• _Study material_
# # # #

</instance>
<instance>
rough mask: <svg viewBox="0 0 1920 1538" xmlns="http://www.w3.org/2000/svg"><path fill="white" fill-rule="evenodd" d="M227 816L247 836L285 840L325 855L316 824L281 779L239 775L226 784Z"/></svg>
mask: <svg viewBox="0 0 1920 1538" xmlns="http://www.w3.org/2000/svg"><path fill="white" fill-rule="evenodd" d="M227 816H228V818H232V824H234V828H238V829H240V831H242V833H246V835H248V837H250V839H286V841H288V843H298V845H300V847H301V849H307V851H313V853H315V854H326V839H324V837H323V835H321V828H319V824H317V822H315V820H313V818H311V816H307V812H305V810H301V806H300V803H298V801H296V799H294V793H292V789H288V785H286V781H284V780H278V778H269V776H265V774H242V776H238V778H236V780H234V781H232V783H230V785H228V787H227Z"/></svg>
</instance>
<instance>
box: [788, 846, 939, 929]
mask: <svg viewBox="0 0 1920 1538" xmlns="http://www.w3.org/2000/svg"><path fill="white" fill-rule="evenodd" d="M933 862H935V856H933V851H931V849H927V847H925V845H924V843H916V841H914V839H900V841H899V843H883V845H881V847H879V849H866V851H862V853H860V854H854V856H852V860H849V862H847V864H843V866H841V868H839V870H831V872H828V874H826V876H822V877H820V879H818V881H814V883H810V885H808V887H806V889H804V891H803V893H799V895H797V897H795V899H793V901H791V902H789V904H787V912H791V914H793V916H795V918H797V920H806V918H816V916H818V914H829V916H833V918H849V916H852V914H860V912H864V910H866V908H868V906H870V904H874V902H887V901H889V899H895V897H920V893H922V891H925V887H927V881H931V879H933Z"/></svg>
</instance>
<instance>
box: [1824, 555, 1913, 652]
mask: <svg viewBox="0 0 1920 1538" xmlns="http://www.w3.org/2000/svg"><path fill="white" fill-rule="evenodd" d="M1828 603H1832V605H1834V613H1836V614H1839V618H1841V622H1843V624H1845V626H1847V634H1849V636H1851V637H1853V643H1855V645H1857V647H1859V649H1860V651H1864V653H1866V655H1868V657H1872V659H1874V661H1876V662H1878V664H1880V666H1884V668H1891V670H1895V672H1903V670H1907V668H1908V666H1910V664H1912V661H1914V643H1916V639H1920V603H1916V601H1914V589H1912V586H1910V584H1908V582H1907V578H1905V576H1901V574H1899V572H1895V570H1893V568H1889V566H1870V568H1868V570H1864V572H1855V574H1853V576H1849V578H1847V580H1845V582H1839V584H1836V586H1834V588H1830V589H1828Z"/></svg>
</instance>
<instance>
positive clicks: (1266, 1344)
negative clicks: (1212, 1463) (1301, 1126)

# # # #

• _Brief_
Rewrite the entries above, from their first line up to and including the line that contains "rough mask: <svg", as a JSON list of strings with one string per line, leaving out any blank lines.

• _Answer space_
[
  "</instance>",
  "<instance>",
  "rough mask: <svg viewBox=\"0 0 1920 1538\" xmlns=\"http://www.w3.org/2000/svg\"><path fill=\"white\" fill-rule=\"evenodd\" d=\"M227 816L247 836L285 840L325 855L316 824L281 779L239 775L226 784Z\"/></svg>"
]